Given entries
+===+

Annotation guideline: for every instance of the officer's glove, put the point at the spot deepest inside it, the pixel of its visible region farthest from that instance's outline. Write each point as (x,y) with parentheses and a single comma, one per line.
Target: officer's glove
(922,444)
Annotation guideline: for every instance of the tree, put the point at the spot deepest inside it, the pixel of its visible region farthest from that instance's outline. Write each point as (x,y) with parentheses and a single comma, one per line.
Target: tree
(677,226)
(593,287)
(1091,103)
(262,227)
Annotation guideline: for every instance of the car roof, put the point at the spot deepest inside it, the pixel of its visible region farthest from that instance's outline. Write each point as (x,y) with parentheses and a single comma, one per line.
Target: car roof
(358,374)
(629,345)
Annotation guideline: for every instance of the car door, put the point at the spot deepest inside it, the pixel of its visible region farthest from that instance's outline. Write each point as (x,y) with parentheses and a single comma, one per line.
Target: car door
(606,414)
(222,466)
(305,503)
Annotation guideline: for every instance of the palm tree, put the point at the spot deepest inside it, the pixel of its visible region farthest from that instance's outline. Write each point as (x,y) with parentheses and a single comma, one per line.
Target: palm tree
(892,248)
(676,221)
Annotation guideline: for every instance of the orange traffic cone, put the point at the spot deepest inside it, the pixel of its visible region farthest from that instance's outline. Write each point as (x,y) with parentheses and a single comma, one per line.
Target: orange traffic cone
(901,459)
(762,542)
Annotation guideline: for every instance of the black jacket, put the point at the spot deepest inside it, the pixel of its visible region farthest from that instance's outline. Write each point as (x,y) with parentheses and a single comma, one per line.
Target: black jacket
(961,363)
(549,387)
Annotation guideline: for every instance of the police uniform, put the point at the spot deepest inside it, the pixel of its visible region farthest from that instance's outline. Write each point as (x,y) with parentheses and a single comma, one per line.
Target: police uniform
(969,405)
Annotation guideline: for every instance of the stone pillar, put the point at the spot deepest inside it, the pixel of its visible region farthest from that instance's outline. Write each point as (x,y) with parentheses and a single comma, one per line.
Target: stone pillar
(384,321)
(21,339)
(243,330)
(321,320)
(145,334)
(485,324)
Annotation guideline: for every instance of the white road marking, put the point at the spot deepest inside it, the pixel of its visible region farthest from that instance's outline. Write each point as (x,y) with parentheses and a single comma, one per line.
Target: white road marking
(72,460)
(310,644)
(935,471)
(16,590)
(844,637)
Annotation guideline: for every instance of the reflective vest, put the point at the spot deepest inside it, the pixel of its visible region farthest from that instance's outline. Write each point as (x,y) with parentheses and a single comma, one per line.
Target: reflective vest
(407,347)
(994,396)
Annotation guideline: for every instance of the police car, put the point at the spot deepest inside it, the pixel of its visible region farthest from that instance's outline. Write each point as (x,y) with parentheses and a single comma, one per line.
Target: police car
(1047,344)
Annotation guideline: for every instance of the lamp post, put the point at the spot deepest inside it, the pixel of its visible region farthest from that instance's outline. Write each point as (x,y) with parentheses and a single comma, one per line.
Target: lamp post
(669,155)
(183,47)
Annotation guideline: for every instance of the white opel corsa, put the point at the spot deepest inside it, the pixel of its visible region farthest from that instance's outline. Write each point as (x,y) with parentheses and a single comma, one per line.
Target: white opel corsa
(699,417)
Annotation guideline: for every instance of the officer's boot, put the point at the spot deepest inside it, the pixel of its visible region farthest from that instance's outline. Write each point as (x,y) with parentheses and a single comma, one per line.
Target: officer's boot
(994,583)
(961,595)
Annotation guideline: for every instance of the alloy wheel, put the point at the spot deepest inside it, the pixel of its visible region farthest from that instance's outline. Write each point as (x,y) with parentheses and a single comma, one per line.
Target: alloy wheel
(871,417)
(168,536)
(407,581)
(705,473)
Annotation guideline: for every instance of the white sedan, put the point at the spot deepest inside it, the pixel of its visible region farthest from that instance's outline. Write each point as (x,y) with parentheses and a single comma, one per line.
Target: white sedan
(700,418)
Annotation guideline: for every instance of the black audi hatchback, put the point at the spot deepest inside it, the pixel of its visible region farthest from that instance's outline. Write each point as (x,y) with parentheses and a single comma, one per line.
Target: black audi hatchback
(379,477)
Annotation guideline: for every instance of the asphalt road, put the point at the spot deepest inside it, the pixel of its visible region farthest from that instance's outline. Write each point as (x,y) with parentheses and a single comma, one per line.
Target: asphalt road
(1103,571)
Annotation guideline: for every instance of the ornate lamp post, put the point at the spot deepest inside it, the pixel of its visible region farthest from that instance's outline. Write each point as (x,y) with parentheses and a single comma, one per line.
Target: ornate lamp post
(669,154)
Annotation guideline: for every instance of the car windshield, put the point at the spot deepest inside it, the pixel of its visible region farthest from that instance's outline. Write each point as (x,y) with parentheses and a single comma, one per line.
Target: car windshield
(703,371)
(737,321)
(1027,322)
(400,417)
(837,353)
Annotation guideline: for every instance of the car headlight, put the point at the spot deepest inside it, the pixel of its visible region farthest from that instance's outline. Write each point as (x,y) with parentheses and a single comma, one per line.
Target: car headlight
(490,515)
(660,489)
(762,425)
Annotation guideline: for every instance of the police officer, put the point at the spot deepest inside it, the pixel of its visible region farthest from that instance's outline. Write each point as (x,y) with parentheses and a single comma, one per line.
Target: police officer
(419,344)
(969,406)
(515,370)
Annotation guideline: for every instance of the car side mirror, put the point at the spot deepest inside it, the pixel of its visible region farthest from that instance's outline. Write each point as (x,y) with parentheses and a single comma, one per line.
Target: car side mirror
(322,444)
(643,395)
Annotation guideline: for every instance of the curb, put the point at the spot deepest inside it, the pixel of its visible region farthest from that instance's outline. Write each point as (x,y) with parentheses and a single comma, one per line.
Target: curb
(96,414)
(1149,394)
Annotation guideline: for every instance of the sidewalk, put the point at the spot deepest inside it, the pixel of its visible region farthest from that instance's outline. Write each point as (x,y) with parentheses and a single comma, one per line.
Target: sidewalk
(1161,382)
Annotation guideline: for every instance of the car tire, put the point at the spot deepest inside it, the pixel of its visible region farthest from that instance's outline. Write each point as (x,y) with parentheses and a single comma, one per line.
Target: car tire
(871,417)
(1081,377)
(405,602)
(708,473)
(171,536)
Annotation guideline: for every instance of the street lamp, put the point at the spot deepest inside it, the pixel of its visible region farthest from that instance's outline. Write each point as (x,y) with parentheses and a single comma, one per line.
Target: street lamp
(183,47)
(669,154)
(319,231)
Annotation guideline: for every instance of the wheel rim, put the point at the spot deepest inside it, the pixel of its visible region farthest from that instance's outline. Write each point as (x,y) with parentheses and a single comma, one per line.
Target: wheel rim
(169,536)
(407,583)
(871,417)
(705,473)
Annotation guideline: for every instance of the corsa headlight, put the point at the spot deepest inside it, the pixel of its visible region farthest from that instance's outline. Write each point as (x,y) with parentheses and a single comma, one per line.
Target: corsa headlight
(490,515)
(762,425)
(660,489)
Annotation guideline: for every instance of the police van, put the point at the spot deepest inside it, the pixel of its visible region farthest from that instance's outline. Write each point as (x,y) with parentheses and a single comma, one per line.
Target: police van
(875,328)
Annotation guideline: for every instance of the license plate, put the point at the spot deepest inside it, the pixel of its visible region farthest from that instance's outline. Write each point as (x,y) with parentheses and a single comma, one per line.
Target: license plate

+===+

What is needed
Without altering anything, print all of the data again.

Exercise output
Annotation guideline: for every instance of the officer's glove, put the point at the spot deepest inside it, the pixel of its visible region farthest from that instance's outline. Write each point as (x,y) with parentheses and a single comma, one per line.
Target: officer's glove
(922,444)
Annotation guideline: for every instance of the tree, put the point at the spot deepest inside it, the pixel of its visible region farthest from that instance's outline. Write each point as (x,y) with parentheses and a single comma, one per line.
Target: tree
(677,226)
(593,287)
(1091,103)
(262,227)
Annotation guideline: for every instance of the car roof, put the point at the spot deepest inside it, the pixel of its visible region farthest from that instance's outline. Write each point as (x,y) with parentheses and a single comma, one per line.
Target: car roof
(358,374)
(629,345)
Annotation guideline: for every instance of the car door, put the point at the spot deepest inside it, the pixel of its visible region farthest from that instance's outline. Write each point as (x,y) with parentheses and a single comma, one per line.
Target: car door
(606,414)
(222,466)
(305,503)
Annotation guideline: for every instance of the palm tree, put the point at the spot deepest inside it, the pixel of its visible region farthest from that instance's outline. Write each point as (x,y) with parentheses and a single comma, one per line.
Target: palm tree
(892,248)
(676,221)
Annotation guideline: for every instance of the orange traffic cone, put the point at the spot deepest inside it, the pixel of its visible region farthest from that instance's outline. Write each point as (x,y) with parentheses and a single comma, one per line.
Target: orange traffic cone
(901,459)
(762,542)
Annotation guideline: for every instance of the black jacket, put the point at the spot deepest inside it, the pixel of its visible region farthest from that instance's outline. Write each point as (x,y) with parentheses and a single comma, one per line.
Target: black jacket
(961,363)
(549,387)
Annotation guideline: for every instance of the police uniform, put the point at the spot deepest inside it, the pixel of its visible region farthest from that instance's outline. Write each point as (x,y) with parentheses and a single comma, one per line.
Target: police uniform
(969,405)
Annotation guideline: for every instance of the stone pillar, put the point at the spot deepest inside it, the pixel of its visible region farthest from that instance's outline. Write each point as (x,y) with parentheses and a single comma, one per line.
Target: stone pillar
(384,321)
(21,339)
(243,330)
(321,320)
(145,334)
(485,324)
Annotation guideline: for every instance of the white road marking, put the point at the spot deepest inside it, the pixel of its visible region farthest from that instance's outline. Write each point as (x,y) with parentheses and a single comma, one per line.
Target: white road marking
(72,460)
(310,644)
(935,471)
(16,590)
(844,637)
Annotation guideline: for every instance of the reflective vest, put the point at the spot deepest inside it, the pixel of its visible region farthest from that instance's outline. Write each point as (x,y) with parentheses and a single comma, one per line.
Target: reflective vest
(407,347)
(994,396)
Annotation guideline: for every instance of the police car, put the point at the spot deepest inside it, the pixel of its visible region farthest from that instance's outline. Write each point as (x,y) with parentheses and a single comma, one per line.
Target: police car
(1047,344)
Annotation guideline: for every instance of the lamp post, put the point at the spot deepest inside it, the pixel of its visible region farthest from that instance's outline. Write each point as (x,y) with parentheses and a single comma, one per line.
Target: lamp post
(669,155)
(183,47)
Annotation guideline: for every instance of the white opel corsa, put the point at the spot deepest inside it, the pixel of its visible region farthest from that instance's outline. Write each point as (x,y) with parentheses and a single comma, one per line.
Target: white opel corsa
(699,417)
Annotation guideline: for every instance of the officer's boot, put the point at the spot deepest inside it, the pixel of its visible region farthest from that instance's outline. Write each point as (x,y) with parentheses and a single comma, one per line.
Target: officer's boot
(994,583)
(961,595)
Annotation guideline: for every instance of the alloy wheel, put the point at the spot deepest inside it, the pixel of its visible region farthest from that instance's outline. Write each point as (x,y) with parentheses and a single comma, one per line.
Target: alloy wheel
(871,417)
(168,536)
(407,581)
(705,473)
Annotation guideline: for every instance of the white sedan, put the point at the spot deepest inside it, the pixel of its visible region farthest from that instance's outline. Write each point as (x,y) with parentheses and a single comma, one per line.
Target: white sedan
(700,418)
Annotation guideline: for every instance of the black audi hatchback, put the point at the spot deepest inside it, the pixel of its visible region farthest from that instance's outline. Write each point as (x,y) with parentheses and a single comma, one per line.
Target: black audi hatchback
(379,477)
Annotation guideline: for every instance of the asphalt road, put the point at the spot deepest inside it, the pixel of its visible region farthest from that instance's outline. Write each point as (x,y) with parentheses and a single comma, one per line.
Target: asphalt road
(1103,571)
Annotation guideline: for every instance of the ornate lamp post, put the point at the spot deepest inside it, the pixel of its visible region farthest from that instance's outline. Write each point as (x,y) with parentheses and a single comma, one per line.
Target: ornate lamp post
(669,154)
Annotation guideline: for every instance of the car windshield, put the point at the spot deepest inside it, the pixel of its visible region farthest from that instance's outline. Write each point as (x,y) with parentheses and a single comma, one per line.
Target: car windshield
(703,371)
(737,321)
(1027,322)
(400,417)
(837,353)
Annotation guideline: for every instance of the car headlight, put the point at the spot deepest inside it, the pixel of its visible region farthest from that instance's outline. Write each point as (x,y) with parentheses and a single comma, one per line.
Target: car headlight
(490,515)
(660,489)
(762,425)
Annotation guideline: for every instance of the police officer, put the point at the spot deepest inside it, the pixel of its visible region farthest from that instance's outline. Write each point as (x,y) with parentheses and a single comma, one per line.
Target: police officer
(419,344)
(969,406)
(515,370)
Annotation guideline: for every instance of the car side mirror, put the point at the spot deepest inside it, the pixel of its visible region farthest from that instance's outline. Write each point as (x,y) with parentheses and a single comma, one per line.
Target: car side mirror
(322,444)
(643,395)
Annotation guideline: for every instance of the curb, put the point at the spot deepest inside it, the pixel of its visible region farthest from that instance's outline. Write each point as (x,y) with parentheses and a single comma, one per line.
Target: curb
(96,414)
(1149,394)
Annotation guideline: for every instance of the sidewalk, put the point at the spot deepest inside it, the pixel of its visible region farthest from that instance's outline. Write each point as (x,y) with parentheses and a single comma, one per line.
Target: sidewalk
(1161,382)
Annotation guideline: for every instance of the car tire, put the point at the spot deepest inside it, the pixel of its visible region farthest from that instance's outline. Write each point as (x,y) with parentheses and a single comma, one per line.
Target: car tire
(871,417)
(1081,377)
(405,602)
(708,473)
(171,536)
Annotation guideline: for every instance of the street lamp, put the point at the spot deepest inside it, the pixel of its visible region farthest from that instance's outline. Write each point as (x,y) with parentheses and a single comma, one per line.
Target: street lamp
(183,47)
(669,154)
(319,231)
Annotation guideline: for every instance of the wheel rim, put the point at the spot deepest inside it, the pixel of its visible region farthest from that instance's outline. Write each point as (x,y) with parentheses and a single comma, one per line.
Target: wheel rim
(169,536)
(407,583)
(871,417)
(705,473)
Annotation guideline: for every instance of the corsa headlight, put the point at the spot deepest inside it, the pixel of its visible region farthest from that instance's outline. Write each point as (x,y) with parentheses and a single comma, one per line.
Target: corsa headlight
(490,515)
(762,425)
(660,489)
Annotation guideline: for every instance of the police van, put the point at the spot deepest inside it, the pixel of its visible region farthest from that instance's outline. Write each point as (x,y) with parentheses and a single comma, one per line.
Target: police van
(875,328)
Annotation guideline: for every instance of the license plate, put the point at the spot deepest inside it, the pixel of its visible region farthest from that instance's outline. Write each point as (x,y) with parentheses and a single comma, one per line.
Target: license plate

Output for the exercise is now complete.